Your goal
Retype the lines exactly, beginning with the line that contains "Category: silver gmc suv" and continuing through the line that contains "(1161, 276)", with both of those lines included.

(Records from a collection)
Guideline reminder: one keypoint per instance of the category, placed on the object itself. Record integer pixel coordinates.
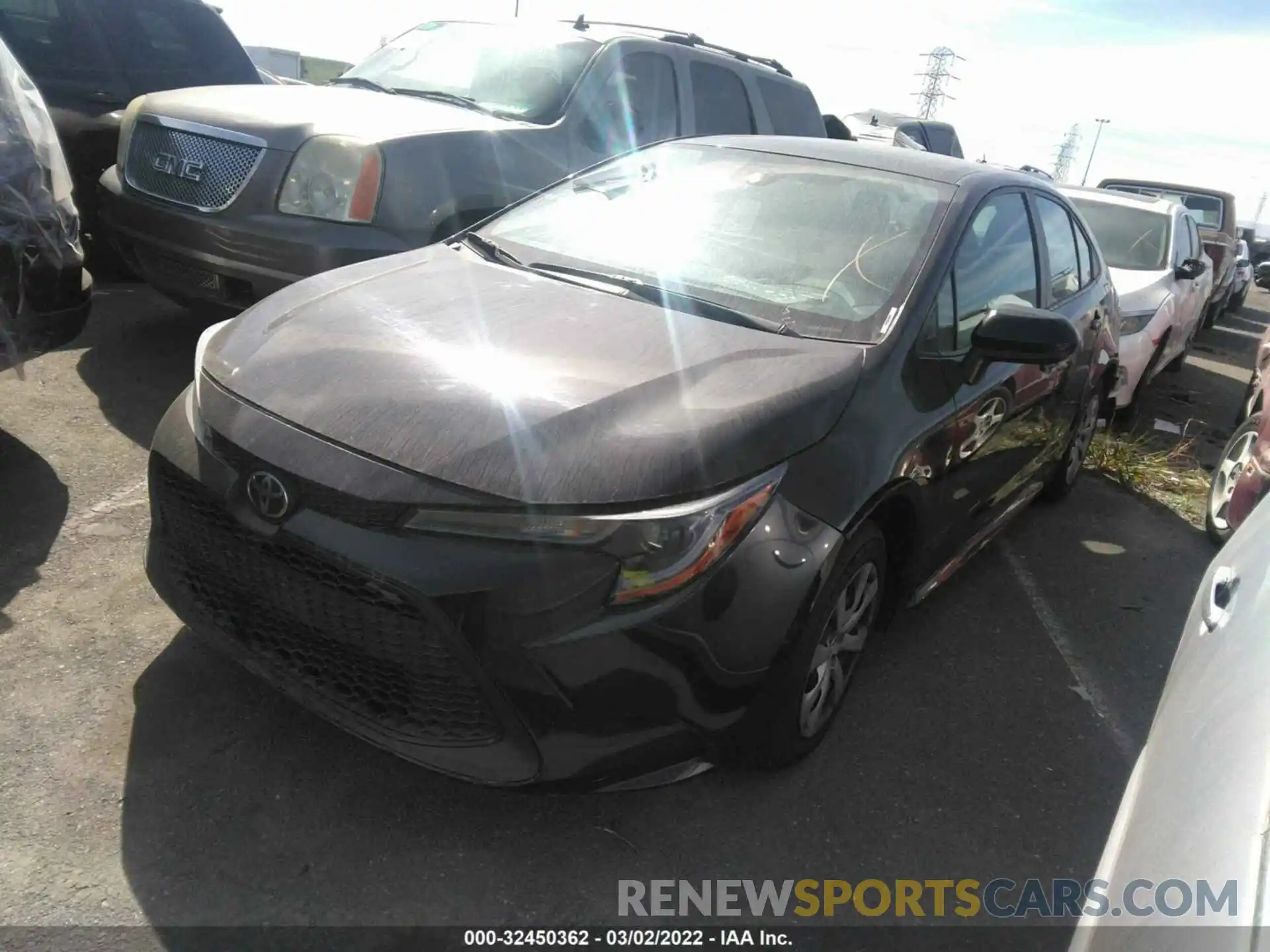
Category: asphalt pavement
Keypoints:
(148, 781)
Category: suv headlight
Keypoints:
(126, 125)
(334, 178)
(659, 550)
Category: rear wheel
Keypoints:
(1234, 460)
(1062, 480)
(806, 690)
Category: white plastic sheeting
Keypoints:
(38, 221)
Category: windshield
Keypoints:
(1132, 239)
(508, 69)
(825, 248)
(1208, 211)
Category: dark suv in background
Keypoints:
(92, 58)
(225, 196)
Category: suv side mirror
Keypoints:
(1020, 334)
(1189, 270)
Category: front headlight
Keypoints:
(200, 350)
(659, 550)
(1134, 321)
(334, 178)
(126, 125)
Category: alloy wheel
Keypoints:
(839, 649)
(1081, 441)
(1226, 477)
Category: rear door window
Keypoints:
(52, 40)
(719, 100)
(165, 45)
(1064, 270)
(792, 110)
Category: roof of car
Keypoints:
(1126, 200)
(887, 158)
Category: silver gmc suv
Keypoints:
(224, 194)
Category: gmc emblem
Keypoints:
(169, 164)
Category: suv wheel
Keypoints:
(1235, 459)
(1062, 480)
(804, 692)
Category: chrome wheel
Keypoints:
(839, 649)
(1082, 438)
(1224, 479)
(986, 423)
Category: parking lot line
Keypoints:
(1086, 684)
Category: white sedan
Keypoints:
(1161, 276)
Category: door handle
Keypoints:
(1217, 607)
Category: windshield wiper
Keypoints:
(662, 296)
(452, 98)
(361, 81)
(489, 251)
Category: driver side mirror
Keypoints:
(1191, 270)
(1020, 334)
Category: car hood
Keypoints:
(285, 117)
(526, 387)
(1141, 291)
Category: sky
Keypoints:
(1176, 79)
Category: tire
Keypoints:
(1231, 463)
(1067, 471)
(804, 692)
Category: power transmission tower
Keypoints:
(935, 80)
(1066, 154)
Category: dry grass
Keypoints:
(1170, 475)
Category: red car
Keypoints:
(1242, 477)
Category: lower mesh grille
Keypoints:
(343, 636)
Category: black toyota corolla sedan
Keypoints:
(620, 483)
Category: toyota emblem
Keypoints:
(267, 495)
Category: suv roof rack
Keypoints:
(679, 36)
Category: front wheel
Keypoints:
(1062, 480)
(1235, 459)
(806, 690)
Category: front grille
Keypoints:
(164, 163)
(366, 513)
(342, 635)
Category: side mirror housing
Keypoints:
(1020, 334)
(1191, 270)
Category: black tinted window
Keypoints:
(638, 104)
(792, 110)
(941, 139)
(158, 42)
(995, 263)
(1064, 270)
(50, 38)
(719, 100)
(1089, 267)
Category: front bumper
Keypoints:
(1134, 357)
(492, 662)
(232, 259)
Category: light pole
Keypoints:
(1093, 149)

==

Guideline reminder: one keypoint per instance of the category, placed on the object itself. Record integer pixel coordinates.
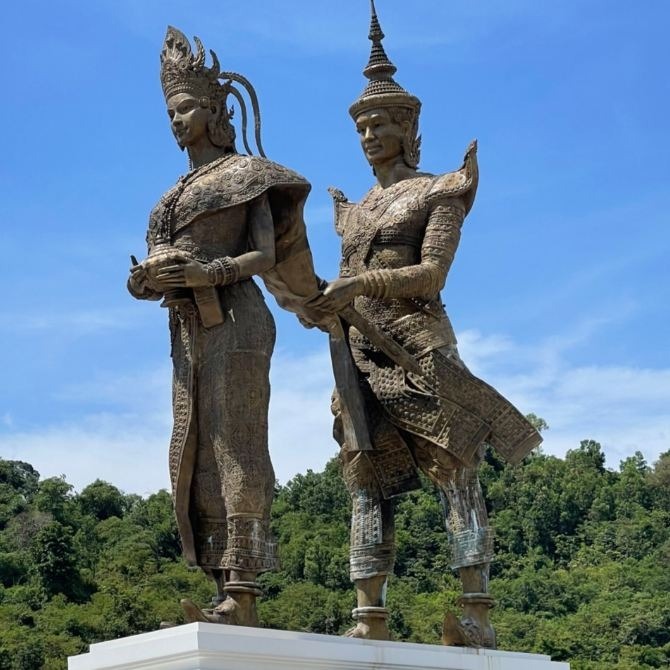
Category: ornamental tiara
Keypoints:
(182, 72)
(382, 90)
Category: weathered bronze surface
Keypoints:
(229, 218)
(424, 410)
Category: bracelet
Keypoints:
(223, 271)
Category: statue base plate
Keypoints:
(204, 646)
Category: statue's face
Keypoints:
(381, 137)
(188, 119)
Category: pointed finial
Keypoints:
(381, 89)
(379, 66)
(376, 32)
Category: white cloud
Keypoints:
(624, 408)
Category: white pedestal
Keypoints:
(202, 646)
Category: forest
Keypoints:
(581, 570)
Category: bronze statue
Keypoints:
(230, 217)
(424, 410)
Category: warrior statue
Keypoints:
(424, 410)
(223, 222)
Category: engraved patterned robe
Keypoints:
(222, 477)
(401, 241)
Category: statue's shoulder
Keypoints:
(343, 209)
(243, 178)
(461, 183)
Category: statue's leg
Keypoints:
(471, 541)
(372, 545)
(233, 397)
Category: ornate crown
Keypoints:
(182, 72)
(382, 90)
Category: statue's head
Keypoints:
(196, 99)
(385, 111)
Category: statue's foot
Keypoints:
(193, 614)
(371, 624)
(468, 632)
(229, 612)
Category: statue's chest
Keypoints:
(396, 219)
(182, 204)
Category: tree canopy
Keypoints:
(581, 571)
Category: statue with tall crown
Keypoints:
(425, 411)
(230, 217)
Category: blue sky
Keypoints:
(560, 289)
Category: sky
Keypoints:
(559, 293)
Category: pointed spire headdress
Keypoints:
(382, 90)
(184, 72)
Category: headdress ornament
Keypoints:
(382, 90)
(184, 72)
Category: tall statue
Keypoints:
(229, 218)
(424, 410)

---

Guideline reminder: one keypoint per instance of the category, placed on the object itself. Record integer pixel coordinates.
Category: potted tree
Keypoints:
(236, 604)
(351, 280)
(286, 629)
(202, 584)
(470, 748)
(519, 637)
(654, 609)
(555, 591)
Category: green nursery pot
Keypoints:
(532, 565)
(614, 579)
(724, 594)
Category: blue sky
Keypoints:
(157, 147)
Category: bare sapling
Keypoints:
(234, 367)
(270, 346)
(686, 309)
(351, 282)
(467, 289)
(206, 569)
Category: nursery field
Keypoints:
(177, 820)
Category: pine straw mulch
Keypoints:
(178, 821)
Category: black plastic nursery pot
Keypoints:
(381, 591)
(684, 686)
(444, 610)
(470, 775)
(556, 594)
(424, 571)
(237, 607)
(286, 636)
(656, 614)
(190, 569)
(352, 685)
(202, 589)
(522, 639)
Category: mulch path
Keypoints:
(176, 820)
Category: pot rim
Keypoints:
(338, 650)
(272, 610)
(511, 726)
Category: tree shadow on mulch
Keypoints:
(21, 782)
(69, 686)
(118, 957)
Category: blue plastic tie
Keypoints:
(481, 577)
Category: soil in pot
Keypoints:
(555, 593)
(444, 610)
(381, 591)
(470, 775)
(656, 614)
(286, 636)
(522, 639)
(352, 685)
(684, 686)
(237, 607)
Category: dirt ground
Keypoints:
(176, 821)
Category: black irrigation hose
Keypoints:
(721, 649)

Exercise solution
Category: silver gmc suv
Keypoints:
(224, 194)
Category: gmc emblem
Keypoints:
(169, 164)
Category: suv wheel
Keypoints:
(1235, 459)
(1062, 480)
(804, 692)
Category: chrome wheel
Keypoints:
(839, 649)
(1082, 438)
(1224, 479)
(986, 423)
Category: parking lot line
Keypoints:
(1086, 684)
Category: white sedan
Keypoints:
(1161, 276)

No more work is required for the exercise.